CONSEGNA = Disponi tutte le righe dei record seguenti in una tabella Markdown con due colonne, «N» per il numero progressivo e «Riga» per il testo della riga, tralasciando le righe vuote.

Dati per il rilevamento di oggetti
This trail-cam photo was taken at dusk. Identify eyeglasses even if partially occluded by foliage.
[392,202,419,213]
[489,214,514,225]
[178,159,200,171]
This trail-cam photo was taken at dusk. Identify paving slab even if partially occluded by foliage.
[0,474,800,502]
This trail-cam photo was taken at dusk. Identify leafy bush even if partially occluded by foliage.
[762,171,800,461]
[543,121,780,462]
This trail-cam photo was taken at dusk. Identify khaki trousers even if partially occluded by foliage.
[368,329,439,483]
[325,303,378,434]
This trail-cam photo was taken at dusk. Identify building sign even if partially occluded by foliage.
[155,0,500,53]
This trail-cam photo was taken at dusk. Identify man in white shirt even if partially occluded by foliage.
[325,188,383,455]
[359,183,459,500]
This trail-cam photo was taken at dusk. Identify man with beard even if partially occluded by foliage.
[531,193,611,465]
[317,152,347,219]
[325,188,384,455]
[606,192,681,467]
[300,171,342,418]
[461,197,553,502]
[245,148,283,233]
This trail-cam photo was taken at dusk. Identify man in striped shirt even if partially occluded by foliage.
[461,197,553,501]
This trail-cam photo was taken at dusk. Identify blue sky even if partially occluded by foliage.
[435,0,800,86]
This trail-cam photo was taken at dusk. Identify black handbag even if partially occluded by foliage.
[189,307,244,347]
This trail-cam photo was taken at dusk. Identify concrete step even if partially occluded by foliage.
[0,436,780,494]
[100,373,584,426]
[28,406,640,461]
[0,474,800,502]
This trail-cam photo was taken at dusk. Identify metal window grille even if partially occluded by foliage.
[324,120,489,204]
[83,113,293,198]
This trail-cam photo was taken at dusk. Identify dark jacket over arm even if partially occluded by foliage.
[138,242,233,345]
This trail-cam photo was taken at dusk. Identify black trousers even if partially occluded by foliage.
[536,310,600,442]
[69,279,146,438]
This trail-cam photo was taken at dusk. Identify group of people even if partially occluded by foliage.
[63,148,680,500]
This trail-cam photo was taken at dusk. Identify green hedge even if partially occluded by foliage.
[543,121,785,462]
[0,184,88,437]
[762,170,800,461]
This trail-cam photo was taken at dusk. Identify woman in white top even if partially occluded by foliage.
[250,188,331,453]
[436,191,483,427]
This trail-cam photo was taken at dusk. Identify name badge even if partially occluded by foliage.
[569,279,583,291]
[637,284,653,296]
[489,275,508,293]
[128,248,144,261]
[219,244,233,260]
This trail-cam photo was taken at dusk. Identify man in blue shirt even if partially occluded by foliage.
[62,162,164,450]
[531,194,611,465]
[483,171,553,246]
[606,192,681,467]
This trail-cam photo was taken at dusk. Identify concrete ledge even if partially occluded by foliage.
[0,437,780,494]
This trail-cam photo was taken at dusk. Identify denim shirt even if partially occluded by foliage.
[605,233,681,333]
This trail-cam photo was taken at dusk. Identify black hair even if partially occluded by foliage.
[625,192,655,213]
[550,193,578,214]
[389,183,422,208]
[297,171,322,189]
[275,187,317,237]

RISULTATO CORRETTO =
| N | Riga |
|---|---|
| 1 | This trail-cam photo was taken at dusk. Identify eyeglasses even if partially occluded by foliage. |
| 2 | [392,202,419,213] |
| 3 | [489,214,514,225] |
| 4 | [178,159,200,171] |
| 5 | This trail-cam photo was taken at dusk. Identify paving slab even if partially occluded by foliage. |
| 6 | [0,474,800,502] |
| 7 | This trail-cam photo was taken at dusk. Identify leafy bush even if partially occluded by foliage. |
| 8 | [762,171,800,461] |
| 9 | [543,121,780,462] |
| 10 | This trail-cam photo was taken at dusk. Identify khaki trousers even if partially occluded by foliage. |
| 11 | [368,329,439,483] |
| 12 | [325,303,378,434] |
| 13 | This trail-cam photo was taken at dusk. Identify building sign even if partially occluded by foliage. |
| 14 | [155,0,500,53] |
| 15 | This trail-cam photo was taken at dusk. Identify man in white shirt even if partially occluded by foliage. |
| 16 | [325,188,383,455] |
| 17 | [359,183,459,500] |
| 18 | This trail-cam photo was taken at dusk. Identify man with beard even if partially occluded by foliage. |
| 19 | [531,193,611,465] |
| 20 | [317,152,347,219] |
| 21 | [325,188,384,455] |
| 22 | [606,192,681,467] |
| 23 | [300,171,342,418] |
| 24 | [461,197,553,502] |
| 25 | [245,148,283,233] |
| 26 | This trail-cam photo was taken at dusk. Identify man in striped shirt even if partially occluded by foliage. |
| 27 | [461,197,553,501] |
| 28 | This trail-cam photo was taken at dusk. Identify blue sky even if partially occluded by foliage. |
| 29 | [435,0,800,86] |
| 30 | This trail-cam photo was taken at dusk. Identify black handbag even if partially occluded by foliage. |
| 31 | [189,307,244,347] |
| 32 | This trail-cam photo was taken at dusk. Identify concrete step even if partially occluded by foliage. |
| 33 | [0,436,780,494] |
| 34 | [100,373,584,426] |
| 35 | [28,406,640,461] |
| 36 | [0,474,800,502] |
| 37 | This trail-cam photo was taken at dusk. Identify metal window grille even if partially occluded by foliage. |
| 38 | [324,120,489,204] |
| 39 | [83,113,293,198] |
| 40 | This trail-cam photo was taken at dusk. Identify dark jacket over arm even if partially occluded by foliage. |
| 41 | [138,242,233,345] |
| 42 | This trail-cam photo was taken at dusk. Identify black trousers even if partially occluded by foliage. |
| 43 | [536,310,600,442] |
| 44 | [69,279,146,438] |
| 45 | This trail-cam photo was taken at dusk. Identify group of people even if partially occluded by foliage. |
| 46 | [63,148,680,500] |
| 47 | This trail-cam photo was taken at dusk. Identify green hedge even if partially occluded by foliage. |
| 48 | [543,121,785,462] |
| 49 | [0,184,88,437] |
| 50 | [762,170,800,461] |
| 51 | This trail-cam photo was taken at dusk. Identify woman in white top even if partially occluded by foliage. |
| 52 | [250,188,331,453] |
| 53 | [436,191,483,427] |
| 54 | This trail-cam photo was taken at dusk. Identify name badge even if partially occluded by foliage. |
| 55 | [569,279,583,291] |
| 56 | [637,284,653,296] |
| 57 | [489,275,508,293] |
| 58 | [128,248,144,261] |
| 59 | [219,244,233,260] |
| 60 | This trail-cam photo was taken at dusk. Identify man in blue shirt even if partially occluded by foliage. |
| 61 | [62,162,164,450] |
| 62 | [531,194,611,465] |
| 63 | [483,171,553,246] |
| 64 | [606,192,681,467] |
| 65 | This trail-cam photo was taken at dusk. Identify concrete ledge even if partially occluded by foliage. |
| 66 | [0,437,780,494] |
| 67 | This trail-cam photo was taken at dusk. Identify denim shirt even if partially occluded by foliage. |
| 68 | [605,233,681,333] |
| 69 | This trail-cam photo was taken at dusk. Identify black hair even if partially occluded by foliage. |
| 70 | [625,192,655,213] |
| 71 | [550,193,578,214] |
| 72 | [389,183,422,208] |
| 73 | [297,171,322,189] |
| 74 | [275,187,317,237] |